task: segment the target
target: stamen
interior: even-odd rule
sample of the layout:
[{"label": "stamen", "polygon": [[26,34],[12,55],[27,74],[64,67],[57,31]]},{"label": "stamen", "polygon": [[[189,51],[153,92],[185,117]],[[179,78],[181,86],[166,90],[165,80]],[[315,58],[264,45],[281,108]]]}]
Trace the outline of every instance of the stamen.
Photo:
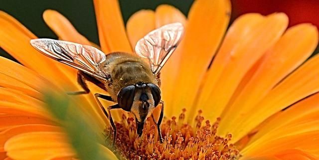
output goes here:
[{"label": "stamen", "polygon": [[[204,122],[199,111],[194,126],[184,122],[186,110],[178,117],[168,120],[164,118],[161,125],[164,141],[159,141],[156,126],[147,120],[143,134],[140,138],[136,133],[134,118],[123,115],[116,124],[118,131],[113,152],[120,160],[238,160],[239,152],[229,144],[232,135],[225,138],[216,135],[220,119],[211,125]],[[107,129],[105,132],[109,132]],[[111,134],[112,135],[112,134]],[[110,144],[112,137],[107,139]]]}]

____

→ Exercise objective
Retype every line of the entries above exactly as they appear, but leave out the pictures.

→ Result of this exercise
task: segment the target
target: stamen
interior: even-odd rule
sample of the layout:
[{"label": "stamen", "polygon": [[26,34],[12,55],[27,74],[64,67],[57,31]]},{"label": "stamen", "polygon": [[[189,51],[153,92],[185,117]],[[179,78],[181,86],[166,90],[165,80]],[[315,58],[264,45],[281,108]]]}]
Trace the outline of every instance of the stamen.
Photo:
output goes here:
[{"label": "stamen", "polygon": [[[204,122],[199,111],[194,126],[184,122],[186,110],[178,117],[168,120],[164,118],[161,125],[164,141],[159,141],[156,126],[147,120],[143,134],[140,138],[136,133],[134,118],[123,115],[116,124],[118,131],[113,152],[120,160],[238,160],[239,152],[229,144],[232,135],[225,138],[216,135],[220,119],[211,125]],[[107,129],[105,132],[109,132]],[[111,134],[112,135],[112,134]],[[110,144],[112,137],[107,139]]]}]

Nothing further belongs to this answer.